— start Source —

The key to using this knowledge successfully in the pursuit of building better games is finding ways to categorize the behavior and motivations of game players outside the Skinner Box metaphor, Radoff said. The Bartle Test of Gamer Psychology, which scores players in the categories of Killer, Socializer, Achiever, and Explorer, was a step in that direction but didn’t quite hit the mark, according to Radoff.

“It doesn’t provide a model that applies to all types of games,” Radoff said. “It’s very specifically MMO-centric. I think it would be helpful to have a model that we could use in thinking about virtually any game experience. The categories [Bartle] came up with are [also] based on his own observations but they’re not based on any unifying theory of why things would be that way.”

While writing Game On, Radoff developed his own model, drawing upon knowledge of what’s important in evolution and the psychological mechanisms that all human beings share. His model uses four different categories: Immersion, Cooperation, Competition, and Achievement. Radoff feels these categories more closely reflect the workings of the human mind in regard to our propensities for storytelling and altruism, our being subject to the fundamental basis for evolution, and our enjoyment of skill mastery for its own sake.

— end Source —
— start Dataset —

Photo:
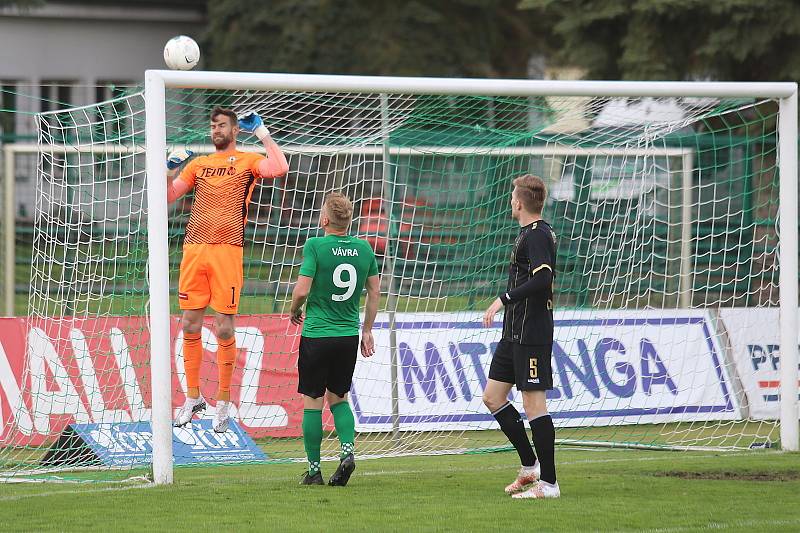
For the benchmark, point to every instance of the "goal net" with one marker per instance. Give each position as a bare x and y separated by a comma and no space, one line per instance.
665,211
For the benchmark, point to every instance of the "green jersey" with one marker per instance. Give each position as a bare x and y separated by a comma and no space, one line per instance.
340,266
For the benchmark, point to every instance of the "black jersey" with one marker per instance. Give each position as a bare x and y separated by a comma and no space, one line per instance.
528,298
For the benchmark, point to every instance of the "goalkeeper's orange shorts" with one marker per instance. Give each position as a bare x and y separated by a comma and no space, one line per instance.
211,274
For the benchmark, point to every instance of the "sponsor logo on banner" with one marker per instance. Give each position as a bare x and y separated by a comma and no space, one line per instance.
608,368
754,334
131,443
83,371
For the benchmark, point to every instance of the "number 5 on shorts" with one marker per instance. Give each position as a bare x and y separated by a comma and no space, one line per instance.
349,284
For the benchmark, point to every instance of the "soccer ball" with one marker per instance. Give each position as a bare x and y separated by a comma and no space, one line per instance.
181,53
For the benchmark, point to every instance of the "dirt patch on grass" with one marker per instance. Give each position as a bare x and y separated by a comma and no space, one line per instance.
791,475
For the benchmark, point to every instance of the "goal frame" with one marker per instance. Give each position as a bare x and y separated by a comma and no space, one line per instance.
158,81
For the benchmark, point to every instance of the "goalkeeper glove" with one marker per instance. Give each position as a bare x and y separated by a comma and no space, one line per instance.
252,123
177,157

— end Dataset —
— start Dataset —

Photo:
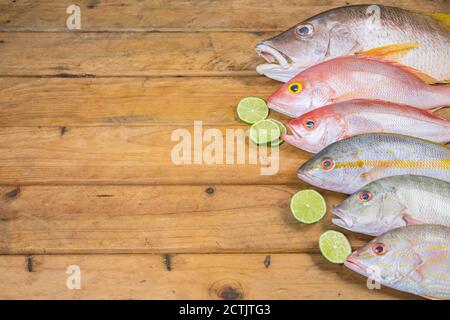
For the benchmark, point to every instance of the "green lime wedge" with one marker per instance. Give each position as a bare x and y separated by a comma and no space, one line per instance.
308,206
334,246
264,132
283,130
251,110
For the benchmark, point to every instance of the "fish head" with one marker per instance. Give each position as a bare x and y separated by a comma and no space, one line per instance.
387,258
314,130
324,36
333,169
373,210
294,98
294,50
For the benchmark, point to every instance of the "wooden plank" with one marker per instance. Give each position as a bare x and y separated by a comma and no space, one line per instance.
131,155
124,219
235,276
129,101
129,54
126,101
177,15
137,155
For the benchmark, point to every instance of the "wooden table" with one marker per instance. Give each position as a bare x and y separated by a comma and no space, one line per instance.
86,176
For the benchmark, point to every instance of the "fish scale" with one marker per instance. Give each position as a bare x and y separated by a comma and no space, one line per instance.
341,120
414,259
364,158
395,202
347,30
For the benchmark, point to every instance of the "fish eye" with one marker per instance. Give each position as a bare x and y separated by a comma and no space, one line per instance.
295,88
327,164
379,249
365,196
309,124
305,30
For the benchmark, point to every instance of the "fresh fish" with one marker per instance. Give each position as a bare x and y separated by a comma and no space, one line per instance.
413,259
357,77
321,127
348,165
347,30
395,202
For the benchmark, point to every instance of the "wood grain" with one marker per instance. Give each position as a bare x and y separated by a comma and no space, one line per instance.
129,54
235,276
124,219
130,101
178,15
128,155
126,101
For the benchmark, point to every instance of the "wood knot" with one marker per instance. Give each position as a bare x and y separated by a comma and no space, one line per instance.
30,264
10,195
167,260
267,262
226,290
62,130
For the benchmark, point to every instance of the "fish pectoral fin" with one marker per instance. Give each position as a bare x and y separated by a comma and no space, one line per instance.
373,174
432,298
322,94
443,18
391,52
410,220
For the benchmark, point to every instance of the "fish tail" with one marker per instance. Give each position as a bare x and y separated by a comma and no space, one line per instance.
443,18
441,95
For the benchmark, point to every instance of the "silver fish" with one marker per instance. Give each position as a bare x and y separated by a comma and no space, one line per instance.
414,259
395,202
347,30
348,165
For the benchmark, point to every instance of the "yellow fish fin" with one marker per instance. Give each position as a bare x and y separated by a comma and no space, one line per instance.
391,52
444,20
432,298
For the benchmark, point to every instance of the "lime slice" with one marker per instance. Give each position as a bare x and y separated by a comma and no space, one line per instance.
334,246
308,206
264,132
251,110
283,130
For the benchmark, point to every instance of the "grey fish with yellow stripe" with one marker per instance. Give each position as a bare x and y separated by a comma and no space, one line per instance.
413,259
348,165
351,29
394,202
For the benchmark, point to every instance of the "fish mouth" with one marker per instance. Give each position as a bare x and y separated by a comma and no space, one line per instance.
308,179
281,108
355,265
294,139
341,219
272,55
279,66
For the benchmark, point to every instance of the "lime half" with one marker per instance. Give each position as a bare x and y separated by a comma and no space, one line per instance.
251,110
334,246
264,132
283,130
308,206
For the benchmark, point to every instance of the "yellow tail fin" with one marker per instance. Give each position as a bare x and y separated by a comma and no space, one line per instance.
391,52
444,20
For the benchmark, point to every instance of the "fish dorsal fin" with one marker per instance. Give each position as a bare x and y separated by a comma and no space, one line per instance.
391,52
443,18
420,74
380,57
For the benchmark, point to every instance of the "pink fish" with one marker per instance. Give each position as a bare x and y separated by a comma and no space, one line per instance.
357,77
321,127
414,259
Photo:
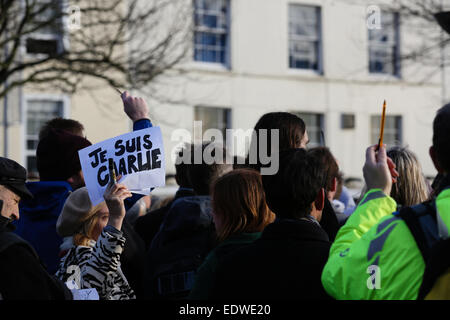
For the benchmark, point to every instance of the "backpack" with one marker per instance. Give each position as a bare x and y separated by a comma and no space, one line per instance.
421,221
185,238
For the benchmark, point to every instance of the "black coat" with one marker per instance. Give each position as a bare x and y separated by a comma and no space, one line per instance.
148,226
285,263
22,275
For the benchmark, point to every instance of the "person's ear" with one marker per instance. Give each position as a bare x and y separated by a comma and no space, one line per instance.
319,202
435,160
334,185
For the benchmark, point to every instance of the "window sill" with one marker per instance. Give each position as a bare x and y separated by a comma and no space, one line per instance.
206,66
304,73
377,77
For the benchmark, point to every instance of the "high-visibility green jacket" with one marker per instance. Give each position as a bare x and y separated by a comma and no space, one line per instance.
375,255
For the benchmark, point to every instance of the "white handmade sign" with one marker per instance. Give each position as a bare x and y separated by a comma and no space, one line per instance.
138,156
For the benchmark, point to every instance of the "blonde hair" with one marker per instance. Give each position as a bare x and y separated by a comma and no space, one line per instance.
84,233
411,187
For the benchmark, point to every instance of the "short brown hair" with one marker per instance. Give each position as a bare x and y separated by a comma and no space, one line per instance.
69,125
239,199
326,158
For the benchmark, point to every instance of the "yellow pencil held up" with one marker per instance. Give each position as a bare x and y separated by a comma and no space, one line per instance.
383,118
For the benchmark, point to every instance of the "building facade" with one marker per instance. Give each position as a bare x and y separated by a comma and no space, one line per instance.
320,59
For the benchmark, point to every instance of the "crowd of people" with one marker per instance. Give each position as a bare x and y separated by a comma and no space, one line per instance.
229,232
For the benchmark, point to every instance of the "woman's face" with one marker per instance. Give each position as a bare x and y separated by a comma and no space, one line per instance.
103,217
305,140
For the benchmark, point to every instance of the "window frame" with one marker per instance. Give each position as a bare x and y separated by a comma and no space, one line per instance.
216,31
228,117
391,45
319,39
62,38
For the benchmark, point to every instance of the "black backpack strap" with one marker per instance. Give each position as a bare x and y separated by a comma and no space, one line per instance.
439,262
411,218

— end Dataset —

Instruction: According to the passage about Radoff, what four categories does the model he developed while writing Game On use? The records come from a separate source.

Complete output: Immersion, Cooperation, Competition, and Achievement.